Could each entry below be printed again exactly as given?
==== Recorded data
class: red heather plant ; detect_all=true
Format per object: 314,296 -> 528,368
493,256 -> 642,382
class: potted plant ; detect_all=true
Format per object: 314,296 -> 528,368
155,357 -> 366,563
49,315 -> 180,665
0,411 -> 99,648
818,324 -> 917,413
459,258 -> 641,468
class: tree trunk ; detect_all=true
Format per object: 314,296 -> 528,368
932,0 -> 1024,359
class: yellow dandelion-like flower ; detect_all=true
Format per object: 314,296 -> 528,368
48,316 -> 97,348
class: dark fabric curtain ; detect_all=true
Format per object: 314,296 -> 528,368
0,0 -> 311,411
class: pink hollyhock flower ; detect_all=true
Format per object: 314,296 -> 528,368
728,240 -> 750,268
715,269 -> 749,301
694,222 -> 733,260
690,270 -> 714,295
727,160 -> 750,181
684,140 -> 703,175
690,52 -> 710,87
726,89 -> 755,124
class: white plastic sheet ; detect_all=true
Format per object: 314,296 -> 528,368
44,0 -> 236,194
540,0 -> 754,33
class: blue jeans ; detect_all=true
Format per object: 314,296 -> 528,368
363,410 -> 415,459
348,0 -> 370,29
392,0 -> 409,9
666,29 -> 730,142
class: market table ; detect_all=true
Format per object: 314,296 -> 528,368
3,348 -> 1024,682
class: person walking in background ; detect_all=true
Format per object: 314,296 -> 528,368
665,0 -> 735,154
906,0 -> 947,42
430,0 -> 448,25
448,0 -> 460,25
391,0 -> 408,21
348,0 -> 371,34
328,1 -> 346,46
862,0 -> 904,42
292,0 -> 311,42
========
**Final answer**.
class: red heather plant ; detect_all=true
Format per object: 314,296 -> 528,368
493,256 -> 642,382
class: potted plant ; detect_all=true
Format per object: 314,296 -> 528,368
155,357 -> 366,563
49,315 -> 180,665
0,411 -> 99,648
818,324 -> 917,413
459,258 -> 641,468
class: tree trunk ; detect_all=true
Format per object: 314,296 -> 528,368
932,0 -> 1024,359
class: yellow dandelion-like flower ; detect_all=true
Format per object: 314,296 -> 528,368
48,316 -> 97,348
class: dark fabric curtain ; detect_all=true
Format per object: 314,296 -> 528,368
0,0 -> 311,411
class: pink hollyhock flower ; detect_all=true
Format per object: 314,296 -> 528,368
728,240 -> 750,268
715,269 -> 749,301
694,222 -> 733,260
690,270 -> 714,295
727,160 -> 750,181
684,140 -> 703,175
690,52 -> 710,87
726,89 -> 755,124
class: white plastic sheet ; detect_all=true
Format per object: 314,296 -> 528,368
44,0 -> 236,194
540,0 -> 754,33
class: blue jeans ; detect_all=true
Format per object: 314,296 -> 528,368
363,410 -> 415,459
348,0 -> 370,29
392,0 -> 409,9
666,29 -> 730,142
class: market table ; detect_all=true
Format per object: 314,296 -> 528,368
3,348 -> 1024,682
class: person walking in background ; detect_all=true
Format per object: 314,296 -> 528,368
665,0 -> 735,154
906,0 -> 947,42
430,0 -> 448,25
448,0 -> 460,25
391,0 -> 408,21
348,0 -> 371,34
328,1 -> 346,46
862,0 -> 904,42
292,0 -> 311,42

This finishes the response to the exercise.